> Text section
<<<<
The sardana is danced in a circle and entering a circle has its protocols. The man to the left of a woman is assumed to be her partner (although partners are not required), so one never enters between the pair. You also don’t enter between a man and the woman on his left (I don’t know why) unless you are a couple or you have no other option. It is always OK to enter between two women. The unlimited number of women in a circle allows any woman to dance whether or not she has a partner. So, once I learned how, if I wanted to dance, I just went to a place where they were having sardanes and joined in a circle.

Next, the common etiquette is to join into a circle of people who dance at the same level of knowledge and physical ability as you. That makes it difficult for the complete beginner who doesn’t know beans about how to do the dance. But there are those kind souls who will take a newcomer aside and show them the steps, although it takes more than a few minutes to really learn the dance (simple as it may look) and if you dance badly, you spoil it for the rest of the dancers in your circle.

At first I had tried to pick up the steps by following behind someone in a circle or joining into a group of gent gran (elderly!). But even with the gent gran I was a little bit lost. For one thing, inexplicably, they would all suddenly stop the step they were doing and then start in again either with the same step or with a different one, sometimes on the left foot, and other times on the right. Figuring it out seemed like a great puzzle to which I didn’t have a clue, except that the stops coincided with stops, or breaks, in the music. But every time I went, I heard different melodies. Clearly everyone knew when to stop, when to change steps, which foot to start out on again and exactly when to finish. Had all the hundreds of dancers committed every piece of music to memory?

On the other hand, dancing with the gent gran could get a little boring.  Quite frankly, some of them schlepped. Those groups of younger people who danced better seemed a lot more interesting -- instead of shuffling they bounced, sometimes they jumped, their foot movements were more precise and pretty to look at, and even though it was the same dance, there seemed to be more variety to what they did, certainly more elegance. It was clear that I wasn’t even close to their level of dancing, but I had my aspirations, so I decided I would take lessons which eventually led me to the Friday evening dances.

There are only two basic steps to the sardana: els curts (the shorts) and els llargs (the longs). You join them together with a combination of two- three- or four-step cambis (changes). The dance goes like this. On the numbered count you lift your knee and point your toes down and then tap the ground with the tip of your shoe. The following step will be with the same foot. Say you’re starting with your left foot, which is how the dance always begins, the curts go ONE, step, step, step, TWO, step, step, step, and you’ve moved a little to the right, then you’ve moved back a little to the left. Danced well, you have placed your feet very close together and on the third step you cross one foot in front of the other. After more than three months of practice, I was still tripping over myself every now and then if I didn’t concentrate on what I’m doing. Were my feet too big? The Catalans never trip.
>>>>
> Dataset content
<<<<
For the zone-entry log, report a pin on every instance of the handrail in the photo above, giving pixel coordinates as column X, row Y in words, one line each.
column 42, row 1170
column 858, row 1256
>>>>
> Requirements
Duplicate the passage on the sardana from "At first I had" up to and including "music to memory?". The listing is separate material from the sardana text.

> The result
At first I had tried to pick up the steps by following behind someone in a circle or joining into a group of gent gran (elderly!). But even with the gent gran I was a little bit lost. For one thing, inexplicably, they would all suddenly stop the step they were doing and then start in again either with the same step or with a different one, sometimes on the left foot, and other times on the right. Figuring it out seemed like a great puzzle to which I didn’t have a clue, except that the stops coincided with stops, or breaks, in the music. But every time I went, I heard different melodies. Clearly everyone knew when to stop, when to change steps, which foot to start out on again and exactly when to finish. Had all the hundreds of dancers committed every piece of music to memory?